Исходный текст:

Мир поздней Античности 150–750 гг. н.э. - Питер Браун
Шрифт:
Интервал:
Закладка:
Хотя название периода и восходит к немецкой истории искусств начала XX века, Браун многим обязан (как и сам он признает) трудам А.-И. Марру, прежде всего его диссертации, посвященной Августину (1938) и написанной спустя 10 лет Retractatio210. Если в первой книге Марру говорит о декадентском характере культуры времен Августина, то во второй – пересматривает свой тезис и полагает, что культура эта, хотя и отличалась от классической, была далека от упадка211. Именно этим настроением пересмотра «заката и падения» в духе «изменения и преемственности» и проникнута вся книга «Мир поздней Античности».
Браун начинает свой обзор со времен Марка Аврелия, вдохновляясь работой Э. Р. Доддса (тоже ирландца и тоже протестанта) «Язычник и христианин в смутное время». Перспектива анализа религиозного опыта и настроения эпохи отразилась на соответствующих главах «Мира поздней Античности». Браун, однако, не был согласен со свойственным Доддсу мрачным видением кризиса III века как декаданса и рассматривал его как эпоху «высвобождения творческого начала», опираясь в том числе на более оптимистическое видение римского общества в эпоху Поздней империи212.
При этом название первого раздела книги – «Позднеримская революция» – является отсылкой к знаменитому труду британского историка-антиковеда Р. Сайма «Римская революция»213. Революционный характер изменений в позднеримском обществе отмечал и С. Мадзарино214, говоря о «демократизации культуры» в эту эпоху, то есть распространении ценностей элиты среди жителей провинций и, в то же время, возрождении местных традиций215. Значение этой концепции для «Мира поздней Античности» трудно переоценить: в русле «демократизации» осмысляется значение для позднеантичной культуры Сирии и Египта (прежде всего, монашеского движения)216.

Предоставленные материалы:
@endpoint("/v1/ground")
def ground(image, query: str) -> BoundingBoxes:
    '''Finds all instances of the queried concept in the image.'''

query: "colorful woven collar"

Список заданий:
A – Выведите дословно фрагмент текста о книге «Мир поздней Античности», начиная со слов «Браун начинает свой» и заканчивая словами «эпоху Поздней империи212.».
B – Продолжите текст о книге Питера Брауна «Мир поздней Античности», начав сразу после его последнего предложения.

Набор ответов:
A –
Браун начинает свой обзор со времен Марка Аврелия, вдохновляясь работой Э. Р. Доддса (тоже ирландца и тоже протестанта) «Язычник и христианин в смутное время». Перспектива анализа религиозного опыта и настроения эпохи отразилась на соответствующих главах «Мира поздней Античности». Браун, однако, не был согласен со свойственным Доддсу мрачным видением кризиса III века как декаданса и рассматривал его как эпоху «высвобождения творческого начала», опираясь в том числе на более оптимистическое видение римского общества в эпоху Поздней империи212.

B –
В своей книге Браун смещает фокус внимания с западных провинций на восток Римской империи и далее – к Месопотамии, Персии и, в конце концов, к арабам. Между Персией Хосрова I Ануширвана и Византией Юстиниана он усматривает больше сходства, нежели различий. В этом случае Браун руководствовался в первую очередь трудом А. Кристенсена «Иран при Сасанидах»217.
Завершая позднюю Античность Мухаммедом, Браун обыгрывал знаменитый (и популярный в Оксфорде 1960‐х годов) тезис А. Пиренна, согласно которому Средние века начинаются не великим переселением народов, а арабскими завоеваниями, разорвавшими экономические связи между Западной Европой и Средиземноморьем218. Однако Браун показывает и связи между религиозным настроением христиан и мусульман (следуя И. Гольдциеру), преемственность художественной культуры раннего ислама по отношению к византийским образцам219.
В этом кратком послесловии нет возможности восстанавливать все историографические хитросплетения и интриги «Мира поздней Античности». Стоит лишь отметить, что раздел «Библиография» является для этой книги не техническим, он отражает видение Брауном контекста исследований. По этой причине мы не стали дополнять его (хотя по прошествии 50 лет по темам каждой из глав было написано с избытком) и только включили библиографическое описание русских переводов тех текстов, на которые ссылается Браун.
Многие тезисы этой книги, звучавшие провокационно на рубеже 1960–1970 годов, теперь стали общими местами позднеантичных штудий. Увидевшая свет более 50 лет назад, эта книга вряд ли поразит компетентного читателя новизной идей. Иной читатель может задаться вопросом, зачем было переводить эту, а не какую-нибудь более современную книгу, посвященную поздней Античности, благо в свежих трудах по этой теме нет недостатка?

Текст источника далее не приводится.